Check every line below for the string "sunglasses". Copy the ones that have it.

---------- DATASET EXCERPTS

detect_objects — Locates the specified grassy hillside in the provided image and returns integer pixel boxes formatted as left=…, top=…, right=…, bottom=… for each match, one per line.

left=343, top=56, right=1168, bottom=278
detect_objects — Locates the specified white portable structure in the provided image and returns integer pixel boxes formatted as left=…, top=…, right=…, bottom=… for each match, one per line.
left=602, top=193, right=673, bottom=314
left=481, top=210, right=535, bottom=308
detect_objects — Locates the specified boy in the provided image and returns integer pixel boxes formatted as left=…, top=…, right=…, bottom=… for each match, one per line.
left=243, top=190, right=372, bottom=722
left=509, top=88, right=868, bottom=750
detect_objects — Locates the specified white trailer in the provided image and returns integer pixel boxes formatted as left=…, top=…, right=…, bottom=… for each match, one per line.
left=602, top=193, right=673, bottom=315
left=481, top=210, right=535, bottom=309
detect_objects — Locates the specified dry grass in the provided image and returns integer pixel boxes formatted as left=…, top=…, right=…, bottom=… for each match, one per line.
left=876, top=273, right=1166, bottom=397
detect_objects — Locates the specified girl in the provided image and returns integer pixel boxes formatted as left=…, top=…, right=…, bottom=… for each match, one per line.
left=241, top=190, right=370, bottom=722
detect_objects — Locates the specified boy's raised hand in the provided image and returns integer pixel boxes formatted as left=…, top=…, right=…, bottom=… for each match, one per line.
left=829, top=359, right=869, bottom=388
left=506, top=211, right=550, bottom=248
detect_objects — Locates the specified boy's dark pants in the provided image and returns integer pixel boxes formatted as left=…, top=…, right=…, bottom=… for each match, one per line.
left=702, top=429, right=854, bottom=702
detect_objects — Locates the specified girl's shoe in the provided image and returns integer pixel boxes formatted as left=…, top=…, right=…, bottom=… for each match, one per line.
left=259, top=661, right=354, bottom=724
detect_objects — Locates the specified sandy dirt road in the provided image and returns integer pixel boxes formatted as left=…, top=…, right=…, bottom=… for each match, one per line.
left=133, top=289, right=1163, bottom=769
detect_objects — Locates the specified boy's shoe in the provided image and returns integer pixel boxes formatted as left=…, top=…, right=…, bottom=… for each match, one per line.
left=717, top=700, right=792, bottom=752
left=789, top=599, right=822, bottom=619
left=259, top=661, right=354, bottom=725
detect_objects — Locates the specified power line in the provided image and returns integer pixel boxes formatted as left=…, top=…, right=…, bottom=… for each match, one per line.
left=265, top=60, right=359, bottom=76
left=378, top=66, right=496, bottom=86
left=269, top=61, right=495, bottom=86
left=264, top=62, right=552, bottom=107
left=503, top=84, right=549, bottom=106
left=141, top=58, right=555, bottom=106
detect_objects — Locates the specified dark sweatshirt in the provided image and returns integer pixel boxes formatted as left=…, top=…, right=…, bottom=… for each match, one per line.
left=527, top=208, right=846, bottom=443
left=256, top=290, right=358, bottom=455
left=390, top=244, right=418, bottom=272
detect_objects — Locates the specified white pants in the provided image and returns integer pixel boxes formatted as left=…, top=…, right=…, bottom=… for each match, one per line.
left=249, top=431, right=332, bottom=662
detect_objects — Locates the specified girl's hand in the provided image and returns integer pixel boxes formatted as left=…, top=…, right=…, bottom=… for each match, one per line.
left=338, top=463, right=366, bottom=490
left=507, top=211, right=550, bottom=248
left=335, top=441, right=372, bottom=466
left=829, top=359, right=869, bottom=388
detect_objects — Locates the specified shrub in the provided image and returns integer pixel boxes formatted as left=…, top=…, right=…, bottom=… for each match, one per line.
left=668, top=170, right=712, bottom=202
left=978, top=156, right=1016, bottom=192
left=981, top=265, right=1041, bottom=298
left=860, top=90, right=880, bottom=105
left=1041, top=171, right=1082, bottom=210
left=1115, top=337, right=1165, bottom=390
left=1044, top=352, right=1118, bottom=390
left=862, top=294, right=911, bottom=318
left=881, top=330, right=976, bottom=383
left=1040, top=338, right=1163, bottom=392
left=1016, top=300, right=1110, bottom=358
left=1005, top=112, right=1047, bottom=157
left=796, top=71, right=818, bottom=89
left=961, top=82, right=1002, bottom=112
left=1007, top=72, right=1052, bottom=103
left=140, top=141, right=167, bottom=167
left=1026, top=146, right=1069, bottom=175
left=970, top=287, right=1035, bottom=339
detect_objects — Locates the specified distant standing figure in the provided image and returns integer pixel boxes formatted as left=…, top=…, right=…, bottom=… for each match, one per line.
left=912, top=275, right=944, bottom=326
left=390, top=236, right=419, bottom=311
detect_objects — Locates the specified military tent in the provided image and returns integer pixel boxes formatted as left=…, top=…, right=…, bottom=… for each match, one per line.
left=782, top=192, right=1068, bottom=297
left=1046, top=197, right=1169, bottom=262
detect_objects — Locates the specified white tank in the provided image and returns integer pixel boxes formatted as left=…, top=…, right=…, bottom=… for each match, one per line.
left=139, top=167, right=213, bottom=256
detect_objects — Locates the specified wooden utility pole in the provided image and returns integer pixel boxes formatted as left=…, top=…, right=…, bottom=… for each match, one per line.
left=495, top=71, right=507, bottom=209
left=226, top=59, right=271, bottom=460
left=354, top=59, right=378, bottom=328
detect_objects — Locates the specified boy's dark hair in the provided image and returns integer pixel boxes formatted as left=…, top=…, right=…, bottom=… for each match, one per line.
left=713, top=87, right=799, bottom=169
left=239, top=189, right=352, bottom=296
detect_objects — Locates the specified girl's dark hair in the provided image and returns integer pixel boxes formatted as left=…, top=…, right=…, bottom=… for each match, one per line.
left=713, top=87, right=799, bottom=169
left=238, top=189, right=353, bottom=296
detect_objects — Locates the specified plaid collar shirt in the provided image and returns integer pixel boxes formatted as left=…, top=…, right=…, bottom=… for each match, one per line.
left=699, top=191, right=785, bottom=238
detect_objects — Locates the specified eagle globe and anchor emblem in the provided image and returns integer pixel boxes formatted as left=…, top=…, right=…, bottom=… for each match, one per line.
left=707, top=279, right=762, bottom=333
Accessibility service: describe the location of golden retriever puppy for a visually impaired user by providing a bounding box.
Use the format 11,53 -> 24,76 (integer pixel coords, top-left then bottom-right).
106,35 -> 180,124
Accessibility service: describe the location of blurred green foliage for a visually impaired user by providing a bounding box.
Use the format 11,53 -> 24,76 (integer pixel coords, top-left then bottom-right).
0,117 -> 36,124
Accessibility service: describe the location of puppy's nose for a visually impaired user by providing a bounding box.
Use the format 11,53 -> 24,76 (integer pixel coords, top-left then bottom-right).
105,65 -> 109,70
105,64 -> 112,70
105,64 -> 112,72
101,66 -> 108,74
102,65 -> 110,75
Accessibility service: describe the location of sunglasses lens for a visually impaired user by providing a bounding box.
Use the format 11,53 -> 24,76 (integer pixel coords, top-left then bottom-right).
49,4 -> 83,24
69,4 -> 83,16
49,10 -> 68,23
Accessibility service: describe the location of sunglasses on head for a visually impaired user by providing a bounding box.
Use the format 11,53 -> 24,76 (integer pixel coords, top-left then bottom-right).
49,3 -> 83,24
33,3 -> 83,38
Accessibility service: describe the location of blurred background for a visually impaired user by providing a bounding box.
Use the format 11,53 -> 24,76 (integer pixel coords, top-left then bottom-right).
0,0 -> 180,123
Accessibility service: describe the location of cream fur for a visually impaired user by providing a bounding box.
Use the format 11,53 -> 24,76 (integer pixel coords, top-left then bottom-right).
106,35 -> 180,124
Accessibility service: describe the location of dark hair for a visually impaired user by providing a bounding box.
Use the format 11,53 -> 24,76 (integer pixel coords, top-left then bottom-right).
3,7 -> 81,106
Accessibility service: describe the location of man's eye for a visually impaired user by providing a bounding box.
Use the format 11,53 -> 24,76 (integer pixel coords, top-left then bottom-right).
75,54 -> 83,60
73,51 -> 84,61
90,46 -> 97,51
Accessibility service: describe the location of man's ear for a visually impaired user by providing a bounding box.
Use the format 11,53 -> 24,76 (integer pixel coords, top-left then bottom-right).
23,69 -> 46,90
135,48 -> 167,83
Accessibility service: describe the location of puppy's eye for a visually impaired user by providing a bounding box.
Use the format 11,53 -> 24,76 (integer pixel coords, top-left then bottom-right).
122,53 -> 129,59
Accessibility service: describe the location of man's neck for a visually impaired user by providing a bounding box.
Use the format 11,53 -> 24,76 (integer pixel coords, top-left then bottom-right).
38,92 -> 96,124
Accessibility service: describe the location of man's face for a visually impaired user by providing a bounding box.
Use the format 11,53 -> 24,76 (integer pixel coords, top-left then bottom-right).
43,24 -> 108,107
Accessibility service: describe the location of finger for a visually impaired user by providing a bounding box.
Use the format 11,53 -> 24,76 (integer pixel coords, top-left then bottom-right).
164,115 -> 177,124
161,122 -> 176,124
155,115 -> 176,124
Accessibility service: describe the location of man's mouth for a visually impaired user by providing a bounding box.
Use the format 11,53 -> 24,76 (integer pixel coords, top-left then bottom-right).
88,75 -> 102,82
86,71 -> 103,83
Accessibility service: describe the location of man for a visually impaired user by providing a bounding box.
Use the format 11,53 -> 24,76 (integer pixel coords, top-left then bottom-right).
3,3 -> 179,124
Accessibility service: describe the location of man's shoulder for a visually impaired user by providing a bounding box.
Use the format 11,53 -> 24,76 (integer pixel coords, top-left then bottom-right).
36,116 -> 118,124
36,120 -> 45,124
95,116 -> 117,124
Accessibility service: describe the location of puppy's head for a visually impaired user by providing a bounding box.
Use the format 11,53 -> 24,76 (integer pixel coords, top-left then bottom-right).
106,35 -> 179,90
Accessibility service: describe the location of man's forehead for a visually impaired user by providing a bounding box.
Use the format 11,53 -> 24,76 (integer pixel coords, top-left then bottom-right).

--------------------

- **SOLUTION BELOW**
Accessibility service: describe the location of sunglasses lens for a visually impaired user by providing a bounding box.
Accessibility service: describe the location of sunglasses on head for a visually impaired user by providing a bounding box.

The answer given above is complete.